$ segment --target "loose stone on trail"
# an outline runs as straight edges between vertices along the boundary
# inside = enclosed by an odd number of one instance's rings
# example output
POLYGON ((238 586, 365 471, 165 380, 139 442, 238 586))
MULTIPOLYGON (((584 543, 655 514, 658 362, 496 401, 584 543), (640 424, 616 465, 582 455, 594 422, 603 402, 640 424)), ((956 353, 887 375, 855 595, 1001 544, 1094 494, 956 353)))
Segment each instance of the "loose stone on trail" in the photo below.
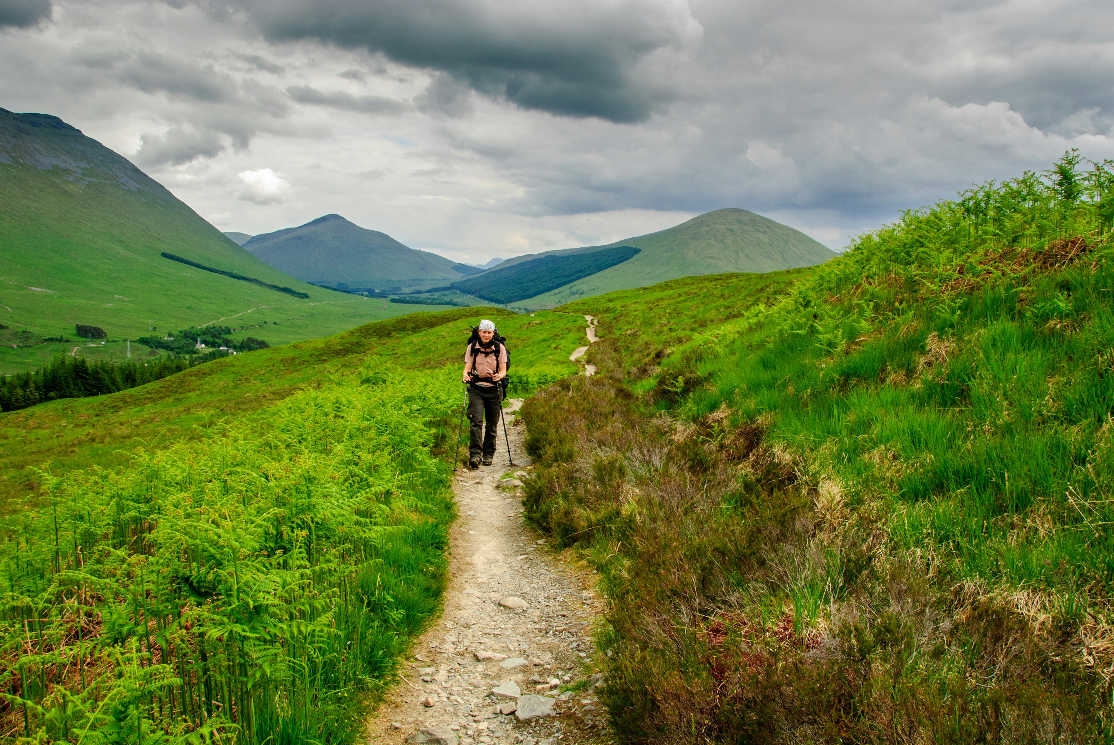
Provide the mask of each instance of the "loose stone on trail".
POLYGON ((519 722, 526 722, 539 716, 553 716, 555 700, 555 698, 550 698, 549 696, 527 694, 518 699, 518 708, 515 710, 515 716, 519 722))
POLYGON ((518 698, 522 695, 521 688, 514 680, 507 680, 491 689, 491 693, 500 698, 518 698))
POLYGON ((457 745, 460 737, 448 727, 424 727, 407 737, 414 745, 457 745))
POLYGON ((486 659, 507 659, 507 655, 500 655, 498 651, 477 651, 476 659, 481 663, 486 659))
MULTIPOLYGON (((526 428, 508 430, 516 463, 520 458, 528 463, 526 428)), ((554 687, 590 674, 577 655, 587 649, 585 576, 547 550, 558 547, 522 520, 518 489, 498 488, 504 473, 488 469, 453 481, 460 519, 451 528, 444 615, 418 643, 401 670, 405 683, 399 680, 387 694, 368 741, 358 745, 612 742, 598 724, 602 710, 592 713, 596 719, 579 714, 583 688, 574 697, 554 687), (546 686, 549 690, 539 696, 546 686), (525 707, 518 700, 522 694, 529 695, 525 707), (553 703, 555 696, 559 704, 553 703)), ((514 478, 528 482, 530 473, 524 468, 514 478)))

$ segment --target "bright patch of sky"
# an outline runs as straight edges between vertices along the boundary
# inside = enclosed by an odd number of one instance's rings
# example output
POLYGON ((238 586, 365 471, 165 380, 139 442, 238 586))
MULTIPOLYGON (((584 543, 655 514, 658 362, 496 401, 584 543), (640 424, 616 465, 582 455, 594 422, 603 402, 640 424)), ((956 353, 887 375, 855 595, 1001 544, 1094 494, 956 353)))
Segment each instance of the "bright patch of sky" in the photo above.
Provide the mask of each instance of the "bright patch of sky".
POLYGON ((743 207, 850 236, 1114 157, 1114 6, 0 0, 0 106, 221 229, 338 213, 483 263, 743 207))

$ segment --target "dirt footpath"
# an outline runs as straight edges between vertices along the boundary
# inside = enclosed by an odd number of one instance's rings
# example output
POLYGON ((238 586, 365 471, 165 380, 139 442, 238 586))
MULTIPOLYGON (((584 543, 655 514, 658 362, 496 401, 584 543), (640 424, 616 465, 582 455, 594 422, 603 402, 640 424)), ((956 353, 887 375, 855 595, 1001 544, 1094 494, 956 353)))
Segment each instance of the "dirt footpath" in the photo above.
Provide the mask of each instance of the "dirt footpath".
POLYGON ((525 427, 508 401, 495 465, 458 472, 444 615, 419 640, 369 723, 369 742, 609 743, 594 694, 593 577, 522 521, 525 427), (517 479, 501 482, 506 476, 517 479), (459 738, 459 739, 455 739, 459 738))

**********

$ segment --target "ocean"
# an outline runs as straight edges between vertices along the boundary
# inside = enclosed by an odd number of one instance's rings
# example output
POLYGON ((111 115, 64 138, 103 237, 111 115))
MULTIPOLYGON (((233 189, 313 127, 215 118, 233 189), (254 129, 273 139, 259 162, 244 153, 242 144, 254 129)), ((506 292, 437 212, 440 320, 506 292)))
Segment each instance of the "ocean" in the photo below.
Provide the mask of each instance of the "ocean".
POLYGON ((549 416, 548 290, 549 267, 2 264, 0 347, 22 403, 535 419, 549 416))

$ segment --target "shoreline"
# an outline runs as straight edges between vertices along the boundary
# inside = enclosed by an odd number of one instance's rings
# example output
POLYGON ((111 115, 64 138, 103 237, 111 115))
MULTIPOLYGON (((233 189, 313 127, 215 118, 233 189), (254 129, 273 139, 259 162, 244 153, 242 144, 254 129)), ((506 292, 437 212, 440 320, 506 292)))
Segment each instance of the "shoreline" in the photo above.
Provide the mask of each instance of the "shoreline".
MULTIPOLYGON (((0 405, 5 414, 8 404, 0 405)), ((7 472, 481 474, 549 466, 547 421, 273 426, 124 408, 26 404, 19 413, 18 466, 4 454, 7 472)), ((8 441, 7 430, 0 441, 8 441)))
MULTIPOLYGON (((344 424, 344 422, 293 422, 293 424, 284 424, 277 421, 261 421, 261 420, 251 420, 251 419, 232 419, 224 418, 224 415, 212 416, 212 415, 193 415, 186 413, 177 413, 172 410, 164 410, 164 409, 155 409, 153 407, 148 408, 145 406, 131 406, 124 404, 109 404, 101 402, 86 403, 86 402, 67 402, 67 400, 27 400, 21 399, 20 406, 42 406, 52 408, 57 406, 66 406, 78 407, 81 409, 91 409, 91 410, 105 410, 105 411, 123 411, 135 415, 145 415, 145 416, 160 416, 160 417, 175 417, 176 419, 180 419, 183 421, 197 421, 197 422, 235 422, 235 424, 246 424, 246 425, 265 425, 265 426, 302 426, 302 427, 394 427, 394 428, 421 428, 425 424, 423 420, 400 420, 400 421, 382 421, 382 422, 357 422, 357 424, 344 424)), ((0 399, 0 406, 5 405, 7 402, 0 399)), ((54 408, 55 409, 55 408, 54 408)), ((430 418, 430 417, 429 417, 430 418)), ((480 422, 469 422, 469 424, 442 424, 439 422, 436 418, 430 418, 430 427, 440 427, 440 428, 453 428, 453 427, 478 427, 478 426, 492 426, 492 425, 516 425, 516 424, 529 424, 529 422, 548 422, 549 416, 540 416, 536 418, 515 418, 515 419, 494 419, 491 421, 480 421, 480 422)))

**********

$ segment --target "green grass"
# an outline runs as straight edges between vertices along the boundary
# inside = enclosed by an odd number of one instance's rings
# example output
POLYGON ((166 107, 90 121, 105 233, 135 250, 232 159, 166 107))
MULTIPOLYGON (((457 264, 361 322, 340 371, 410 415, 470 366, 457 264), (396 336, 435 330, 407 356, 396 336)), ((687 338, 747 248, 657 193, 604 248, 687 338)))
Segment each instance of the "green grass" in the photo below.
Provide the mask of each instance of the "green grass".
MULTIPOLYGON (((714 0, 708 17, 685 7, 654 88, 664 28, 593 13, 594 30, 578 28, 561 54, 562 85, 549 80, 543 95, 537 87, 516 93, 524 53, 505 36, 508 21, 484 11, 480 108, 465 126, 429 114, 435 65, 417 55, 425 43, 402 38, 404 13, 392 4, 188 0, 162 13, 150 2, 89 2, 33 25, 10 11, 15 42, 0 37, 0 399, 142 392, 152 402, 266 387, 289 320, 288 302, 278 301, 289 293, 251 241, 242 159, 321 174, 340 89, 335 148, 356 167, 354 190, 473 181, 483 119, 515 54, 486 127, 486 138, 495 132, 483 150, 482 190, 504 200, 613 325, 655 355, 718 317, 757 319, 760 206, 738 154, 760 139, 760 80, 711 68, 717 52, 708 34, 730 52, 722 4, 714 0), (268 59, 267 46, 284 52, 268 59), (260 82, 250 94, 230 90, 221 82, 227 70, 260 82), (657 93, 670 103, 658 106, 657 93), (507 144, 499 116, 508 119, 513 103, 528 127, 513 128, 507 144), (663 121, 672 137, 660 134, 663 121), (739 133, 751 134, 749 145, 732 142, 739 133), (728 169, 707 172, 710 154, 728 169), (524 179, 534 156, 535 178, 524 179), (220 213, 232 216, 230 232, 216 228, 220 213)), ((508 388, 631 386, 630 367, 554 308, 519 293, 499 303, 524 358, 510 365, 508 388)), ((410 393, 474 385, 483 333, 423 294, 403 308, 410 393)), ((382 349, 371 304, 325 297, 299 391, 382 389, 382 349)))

**********

How many lines in the records above contain the string "patch"? Case counts, so match only that exact capitalization, and reply with the number alone.

3